• [Task statement] Copy the records verbatim, from the line containing "Task: tag every instance of the lip" through the line containing "pixel 248 143", inclusive.

• [Record excerpts]

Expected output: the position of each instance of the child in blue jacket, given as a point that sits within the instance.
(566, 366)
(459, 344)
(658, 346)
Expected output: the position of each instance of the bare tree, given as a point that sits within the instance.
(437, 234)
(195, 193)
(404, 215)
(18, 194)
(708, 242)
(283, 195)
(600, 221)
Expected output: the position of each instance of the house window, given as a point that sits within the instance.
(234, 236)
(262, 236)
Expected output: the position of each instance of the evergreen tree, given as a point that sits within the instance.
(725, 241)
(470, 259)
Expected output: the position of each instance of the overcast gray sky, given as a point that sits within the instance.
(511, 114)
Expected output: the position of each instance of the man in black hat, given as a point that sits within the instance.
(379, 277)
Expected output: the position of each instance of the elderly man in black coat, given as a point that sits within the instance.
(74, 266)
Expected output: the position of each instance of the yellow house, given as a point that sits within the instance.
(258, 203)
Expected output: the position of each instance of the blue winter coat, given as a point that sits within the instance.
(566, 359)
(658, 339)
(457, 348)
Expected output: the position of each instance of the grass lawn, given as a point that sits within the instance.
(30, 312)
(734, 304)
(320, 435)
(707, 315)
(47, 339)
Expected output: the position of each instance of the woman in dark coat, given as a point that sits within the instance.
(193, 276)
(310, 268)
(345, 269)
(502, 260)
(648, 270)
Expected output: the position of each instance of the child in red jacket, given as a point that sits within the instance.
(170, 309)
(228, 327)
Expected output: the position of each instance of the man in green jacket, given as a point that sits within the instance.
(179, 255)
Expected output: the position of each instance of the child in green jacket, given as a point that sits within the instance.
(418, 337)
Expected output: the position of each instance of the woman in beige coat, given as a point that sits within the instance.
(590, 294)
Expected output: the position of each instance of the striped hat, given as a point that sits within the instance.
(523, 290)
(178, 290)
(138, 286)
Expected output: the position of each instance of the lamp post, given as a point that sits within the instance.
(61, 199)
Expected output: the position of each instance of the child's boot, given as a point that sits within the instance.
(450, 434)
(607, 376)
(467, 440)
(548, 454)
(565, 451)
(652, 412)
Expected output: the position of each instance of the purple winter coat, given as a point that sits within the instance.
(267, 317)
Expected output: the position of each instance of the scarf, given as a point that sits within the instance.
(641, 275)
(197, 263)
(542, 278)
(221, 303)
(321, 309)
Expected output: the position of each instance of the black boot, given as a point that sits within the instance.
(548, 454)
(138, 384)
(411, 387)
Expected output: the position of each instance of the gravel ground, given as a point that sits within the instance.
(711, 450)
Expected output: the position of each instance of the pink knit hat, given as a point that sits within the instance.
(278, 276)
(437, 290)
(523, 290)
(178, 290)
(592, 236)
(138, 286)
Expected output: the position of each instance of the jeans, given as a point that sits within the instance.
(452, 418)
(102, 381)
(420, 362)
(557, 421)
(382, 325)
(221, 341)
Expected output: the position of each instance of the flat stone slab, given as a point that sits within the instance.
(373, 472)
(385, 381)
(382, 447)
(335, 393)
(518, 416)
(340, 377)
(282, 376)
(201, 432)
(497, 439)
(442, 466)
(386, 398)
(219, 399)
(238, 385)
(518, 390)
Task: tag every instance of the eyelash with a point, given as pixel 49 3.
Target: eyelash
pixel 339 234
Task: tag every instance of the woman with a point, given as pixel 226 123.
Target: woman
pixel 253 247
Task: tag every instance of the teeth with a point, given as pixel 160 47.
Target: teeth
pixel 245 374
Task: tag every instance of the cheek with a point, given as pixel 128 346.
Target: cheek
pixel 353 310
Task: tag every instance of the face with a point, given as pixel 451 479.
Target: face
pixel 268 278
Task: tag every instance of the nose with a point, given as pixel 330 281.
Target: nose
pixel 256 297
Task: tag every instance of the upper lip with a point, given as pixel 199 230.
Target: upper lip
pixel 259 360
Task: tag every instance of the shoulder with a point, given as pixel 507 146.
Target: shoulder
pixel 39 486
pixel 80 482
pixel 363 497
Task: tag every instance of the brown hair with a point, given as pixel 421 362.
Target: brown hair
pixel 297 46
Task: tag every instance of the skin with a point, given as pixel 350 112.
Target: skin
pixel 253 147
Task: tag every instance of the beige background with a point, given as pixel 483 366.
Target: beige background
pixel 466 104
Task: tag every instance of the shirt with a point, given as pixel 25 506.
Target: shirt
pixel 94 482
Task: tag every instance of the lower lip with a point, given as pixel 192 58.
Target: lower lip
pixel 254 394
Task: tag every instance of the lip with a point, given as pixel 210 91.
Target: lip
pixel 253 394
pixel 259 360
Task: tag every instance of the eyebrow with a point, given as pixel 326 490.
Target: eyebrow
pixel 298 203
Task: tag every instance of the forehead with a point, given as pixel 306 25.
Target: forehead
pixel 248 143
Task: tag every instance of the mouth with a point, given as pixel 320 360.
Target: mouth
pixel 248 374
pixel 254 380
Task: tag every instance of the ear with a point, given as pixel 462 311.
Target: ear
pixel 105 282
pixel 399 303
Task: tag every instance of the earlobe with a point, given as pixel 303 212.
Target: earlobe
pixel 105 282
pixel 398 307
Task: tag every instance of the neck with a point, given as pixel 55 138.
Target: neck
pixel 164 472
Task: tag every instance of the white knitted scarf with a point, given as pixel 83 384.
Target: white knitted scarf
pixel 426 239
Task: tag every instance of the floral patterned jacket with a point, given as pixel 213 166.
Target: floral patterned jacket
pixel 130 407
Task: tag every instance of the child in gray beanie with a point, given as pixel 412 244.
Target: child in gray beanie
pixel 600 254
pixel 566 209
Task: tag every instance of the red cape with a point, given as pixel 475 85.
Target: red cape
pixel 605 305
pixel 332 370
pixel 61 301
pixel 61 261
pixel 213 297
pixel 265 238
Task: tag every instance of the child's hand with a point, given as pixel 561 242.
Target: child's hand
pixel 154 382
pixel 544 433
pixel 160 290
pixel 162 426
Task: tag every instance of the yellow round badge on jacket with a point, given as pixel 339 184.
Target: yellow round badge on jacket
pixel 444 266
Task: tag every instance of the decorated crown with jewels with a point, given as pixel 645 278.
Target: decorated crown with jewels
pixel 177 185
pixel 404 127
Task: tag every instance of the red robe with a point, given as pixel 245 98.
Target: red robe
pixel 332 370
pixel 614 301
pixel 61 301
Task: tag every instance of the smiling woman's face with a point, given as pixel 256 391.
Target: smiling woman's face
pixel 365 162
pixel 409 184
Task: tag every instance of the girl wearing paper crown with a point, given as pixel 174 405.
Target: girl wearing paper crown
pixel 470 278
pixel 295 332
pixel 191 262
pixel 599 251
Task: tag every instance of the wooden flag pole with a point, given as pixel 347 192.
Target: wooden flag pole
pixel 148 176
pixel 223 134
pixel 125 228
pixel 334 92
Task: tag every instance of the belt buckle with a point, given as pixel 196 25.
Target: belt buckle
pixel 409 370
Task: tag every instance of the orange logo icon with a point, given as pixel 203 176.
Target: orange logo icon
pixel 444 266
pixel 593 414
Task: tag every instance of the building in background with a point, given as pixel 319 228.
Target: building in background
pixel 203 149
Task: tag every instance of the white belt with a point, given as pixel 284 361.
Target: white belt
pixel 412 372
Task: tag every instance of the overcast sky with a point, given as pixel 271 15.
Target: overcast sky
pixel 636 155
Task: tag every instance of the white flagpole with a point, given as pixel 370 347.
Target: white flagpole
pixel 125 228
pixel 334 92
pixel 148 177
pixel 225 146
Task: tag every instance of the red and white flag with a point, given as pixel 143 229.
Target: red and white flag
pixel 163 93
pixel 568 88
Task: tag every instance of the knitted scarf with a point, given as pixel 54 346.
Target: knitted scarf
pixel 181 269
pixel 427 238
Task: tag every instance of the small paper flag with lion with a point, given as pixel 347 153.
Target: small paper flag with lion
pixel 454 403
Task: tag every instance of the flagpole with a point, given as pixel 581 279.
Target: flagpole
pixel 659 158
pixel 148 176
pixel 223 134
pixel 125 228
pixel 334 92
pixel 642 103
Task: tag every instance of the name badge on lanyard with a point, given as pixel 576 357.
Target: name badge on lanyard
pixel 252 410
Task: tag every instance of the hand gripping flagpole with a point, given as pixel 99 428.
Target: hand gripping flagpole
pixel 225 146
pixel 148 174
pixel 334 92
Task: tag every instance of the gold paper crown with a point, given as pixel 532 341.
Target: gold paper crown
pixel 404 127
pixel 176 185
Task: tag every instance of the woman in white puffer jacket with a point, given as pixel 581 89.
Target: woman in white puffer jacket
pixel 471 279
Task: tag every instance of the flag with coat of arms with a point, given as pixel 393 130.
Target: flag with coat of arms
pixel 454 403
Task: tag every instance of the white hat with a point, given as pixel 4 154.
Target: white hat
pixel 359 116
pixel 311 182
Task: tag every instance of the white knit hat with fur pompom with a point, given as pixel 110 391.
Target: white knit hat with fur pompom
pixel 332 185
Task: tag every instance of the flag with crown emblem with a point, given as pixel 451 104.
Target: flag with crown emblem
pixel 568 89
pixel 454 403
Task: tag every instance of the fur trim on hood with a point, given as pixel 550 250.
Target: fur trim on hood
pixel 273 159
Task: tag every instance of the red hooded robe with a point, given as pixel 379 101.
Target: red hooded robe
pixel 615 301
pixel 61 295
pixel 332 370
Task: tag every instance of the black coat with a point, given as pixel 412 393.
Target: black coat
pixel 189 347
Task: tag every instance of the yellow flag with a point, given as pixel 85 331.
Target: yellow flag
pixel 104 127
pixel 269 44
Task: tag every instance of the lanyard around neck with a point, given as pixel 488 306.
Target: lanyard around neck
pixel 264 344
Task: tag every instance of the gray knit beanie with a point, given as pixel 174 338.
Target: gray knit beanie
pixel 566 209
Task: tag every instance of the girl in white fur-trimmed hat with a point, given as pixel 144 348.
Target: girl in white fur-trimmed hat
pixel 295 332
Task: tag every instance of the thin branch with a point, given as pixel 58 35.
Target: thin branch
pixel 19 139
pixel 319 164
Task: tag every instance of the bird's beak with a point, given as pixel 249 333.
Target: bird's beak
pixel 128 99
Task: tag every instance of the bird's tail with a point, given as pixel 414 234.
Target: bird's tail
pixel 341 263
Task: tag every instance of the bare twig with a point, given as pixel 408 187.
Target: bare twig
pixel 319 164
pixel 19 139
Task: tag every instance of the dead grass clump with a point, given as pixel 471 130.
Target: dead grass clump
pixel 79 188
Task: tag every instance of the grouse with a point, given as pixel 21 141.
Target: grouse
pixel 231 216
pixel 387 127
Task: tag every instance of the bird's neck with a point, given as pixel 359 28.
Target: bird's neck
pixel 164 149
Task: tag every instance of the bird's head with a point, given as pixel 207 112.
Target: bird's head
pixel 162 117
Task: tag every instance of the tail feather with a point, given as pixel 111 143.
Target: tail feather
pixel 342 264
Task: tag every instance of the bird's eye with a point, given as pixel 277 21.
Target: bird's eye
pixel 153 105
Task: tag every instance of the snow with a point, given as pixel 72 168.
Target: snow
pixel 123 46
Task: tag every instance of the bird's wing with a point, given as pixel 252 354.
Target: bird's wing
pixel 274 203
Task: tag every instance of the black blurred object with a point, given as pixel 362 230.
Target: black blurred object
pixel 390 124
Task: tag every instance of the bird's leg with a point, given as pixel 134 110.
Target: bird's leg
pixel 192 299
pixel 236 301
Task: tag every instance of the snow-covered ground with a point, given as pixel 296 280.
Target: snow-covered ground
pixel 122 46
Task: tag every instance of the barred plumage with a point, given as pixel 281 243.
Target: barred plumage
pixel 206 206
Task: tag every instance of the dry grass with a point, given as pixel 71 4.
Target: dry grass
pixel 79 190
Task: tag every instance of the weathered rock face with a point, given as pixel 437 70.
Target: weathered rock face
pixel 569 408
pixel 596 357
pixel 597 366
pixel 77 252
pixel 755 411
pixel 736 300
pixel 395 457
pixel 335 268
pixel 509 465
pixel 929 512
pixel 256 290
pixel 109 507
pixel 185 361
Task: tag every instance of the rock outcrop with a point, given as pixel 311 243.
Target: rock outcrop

• [Completed task]
Task: tag every instance of the lip with a point, given as pixel 210 91.
Target: lip
pixel 253 394
pixel 259 360
Task: tag every instance of the eyebrow with a point, given as pixel 326 490.
Target: eyebrow
pixel 298 203
Task: tag every instance of the forehead with a point, given as pixel 306 25.
Target: forehead
pixel 248 143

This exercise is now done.